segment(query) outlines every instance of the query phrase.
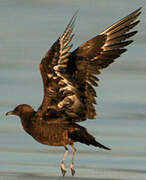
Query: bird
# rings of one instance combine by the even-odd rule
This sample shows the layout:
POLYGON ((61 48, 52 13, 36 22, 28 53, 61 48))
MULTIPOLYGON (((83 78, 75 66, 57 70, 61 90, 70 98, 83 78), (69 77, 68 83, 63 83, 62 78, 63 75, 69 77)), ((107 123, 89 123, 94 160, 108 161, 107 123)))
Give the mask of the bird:
POLYGON ((20 104, 6 113, 18 116, 24 131, 39 143, 65 148, 60 164, 62 176, 67 172, 65 160, 69 152, 68 145, 72 148, 72 176, 75 175, 74 143, 111 150, 96 141, 79 123, 87 119, 96 119, 95 87, 98 86, 98 75, 133 42, 127 39, 137 33, 131 29, 140 22, 137 18, 141 14, 141 9, 138 8, 71 51, 73 28, 77 18, 75 12, 65 31, 41 60, 44 97, 40 107, 35 111, 30 105, 20 104))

^^^^^^^^

→ EXERCISE GOAL
The records above should be reproduced exactly, with the pictures omitted.

→ ANSWER
segment(query) outlines every instance of the query phrase.
Query: bird
# rings of one instance combine by the even-odd rule
This sample shows the layout:
POLYGON ((61 48, 52 13, 36 22, 28 53, 61 48))
MULTIPOLYGON (((83 78, 75 66, 57 70, 61 90, 70 98, 83 78), (69 77, 68 83, 63 83, 62 78, 63 75, 69 77)), ((107 123, 89 123, 94 160, 108 161, 107 123)))
Give the mask of the bird:
POLYGON ((20 104, 6 113, 18 116, 24 131, 39 143, 65 148, 60 164, 62 176, 67 172, 65 160, 69 152, 68 145, 72 148, 72 176, 75 175, 74 143, 111 150, 96 141, 79 123, 87 119, 96 119, 95 87, 98 86, 98 75, 133 42, 127 39, 137 33, 131 29, 140 22, 137 18, 141 14, 141 9, 138 8, 71 51, 73 28, 77 18, 75 12, 65 31, 41 60, 44 97, 40 107, 35 111, 30 105, 20 104))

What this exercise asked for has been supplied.